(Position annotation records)
— Begin —

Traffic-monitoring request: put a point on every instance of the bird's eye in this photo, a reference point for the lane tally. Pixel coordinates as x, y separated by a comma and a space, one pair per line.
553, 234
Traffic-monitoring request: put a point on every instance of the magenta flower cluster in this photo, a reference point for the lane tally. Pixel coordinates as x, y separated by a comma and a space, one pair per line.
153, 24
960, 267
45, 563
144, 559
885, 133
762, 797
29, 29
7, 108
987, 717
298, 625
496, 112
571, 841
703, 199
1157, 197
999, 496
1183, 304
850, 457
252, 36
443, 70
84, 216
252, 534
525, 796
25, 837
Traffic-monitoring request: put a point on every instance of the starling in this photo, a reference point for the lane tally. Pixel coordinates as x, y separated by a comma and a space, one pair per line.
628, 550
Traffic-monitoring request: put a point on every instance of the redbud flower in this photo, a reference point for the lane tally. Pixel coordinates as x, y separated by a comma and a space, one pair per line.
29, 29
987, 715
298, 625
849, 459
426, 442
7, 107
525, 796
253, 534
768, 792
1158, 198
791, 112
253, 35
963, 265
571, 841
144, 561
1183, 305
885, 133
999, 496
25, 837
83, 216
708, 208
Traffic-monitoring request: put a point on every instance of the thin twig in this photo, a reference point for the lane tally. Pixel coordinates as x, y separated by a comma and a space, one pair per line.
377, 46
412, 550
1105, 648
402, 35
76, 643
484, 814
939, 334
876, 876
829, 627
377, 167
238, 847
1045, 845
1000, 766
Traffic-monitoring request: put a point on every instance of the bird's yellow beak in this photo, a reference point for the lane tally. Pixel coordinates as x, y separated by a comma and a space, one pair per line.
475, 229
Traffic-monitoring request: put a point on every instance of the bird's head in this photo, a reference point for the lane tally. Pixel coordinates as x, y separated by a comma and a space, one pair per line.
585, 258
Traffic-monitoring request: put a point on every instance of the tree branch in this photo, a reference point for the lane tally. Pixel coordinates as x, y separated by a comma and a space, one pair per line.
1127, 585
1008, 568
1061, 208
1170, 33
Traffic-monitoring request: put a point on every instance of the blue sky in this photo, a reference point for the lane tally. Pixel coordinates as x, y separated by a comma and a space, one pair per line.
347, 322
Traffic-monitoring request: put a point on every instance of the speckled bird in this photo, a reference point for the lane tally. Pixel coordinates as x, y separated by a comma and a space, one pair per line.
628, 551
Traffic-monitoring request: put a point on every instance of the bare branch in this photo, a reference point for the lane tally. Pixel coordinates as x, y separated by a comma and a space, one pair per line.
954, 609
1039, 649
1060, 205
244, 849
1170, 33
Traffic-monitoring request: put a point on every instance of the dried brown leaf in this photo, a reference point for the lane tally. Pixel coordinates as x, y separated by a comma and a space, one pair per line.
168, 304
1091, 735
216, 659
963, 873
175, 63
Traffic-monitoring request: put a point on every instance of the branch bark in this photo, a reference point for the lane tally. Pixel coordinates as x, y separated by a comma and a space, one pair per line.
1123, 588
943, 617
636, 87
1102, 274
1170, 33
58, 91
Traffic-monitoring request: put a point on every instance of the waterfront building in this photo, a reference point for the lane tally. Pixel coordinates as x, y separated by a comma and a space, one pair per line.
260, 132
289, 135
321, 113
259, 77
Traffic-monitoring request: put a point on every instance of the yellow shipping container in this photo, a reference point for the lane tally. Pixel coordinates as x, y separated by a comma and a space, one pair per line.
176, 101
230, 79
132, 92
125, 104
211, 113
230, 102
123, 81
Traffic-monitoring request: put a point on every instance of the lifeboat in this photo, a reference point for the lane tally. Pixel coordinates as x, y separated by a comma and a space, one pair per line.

— End —

Repeat, without changes, every line from the one that contains "of the dried" through the final line of the data.

--- CORRECT RESULT ---
Traffic-monitoring request: put a point on every instance of the dried brown leaf in this photo, a reference point for the lane tally. Pixel coordinates as x, y separated by a comma and a space, one pair per line.
168, 304
1091, 735
216, 659
963, 873
175, 63
Traffic-monitoring request: put a point on every instance of the branch bark in this photo, a reference point for the lane tally. Pixel coordinates as x, y separated by a comma and a space, one pair per line.
1123, 588
943, 617
636, 87
1102, 274
1170, 33
58, 91
Traffic-monitoring request: put a point on every instance of the waterfront building in this photo, a reference point for the lane tally. Pixel coordinates as x, y separated by a comma and a space, one pair per line.
260, 132
289, 135
321, 113
259, 77
Traffic-monitoring request: put a point on every instance of the yellow shipping container in this photo, a reference point for the lane tally. Pixel coordinates as x, y separated by a comma and a space, one pair per line.
176, 101
230, 79
132, 92
125, 104
211, 113
230, 102
123, 81
Traffic-monitoring request: put a point on every instance of the lifeboat in this photo, a reference point for the lane tally. Pixel coordinates as x, y separated by a comma and a space, one pair per line.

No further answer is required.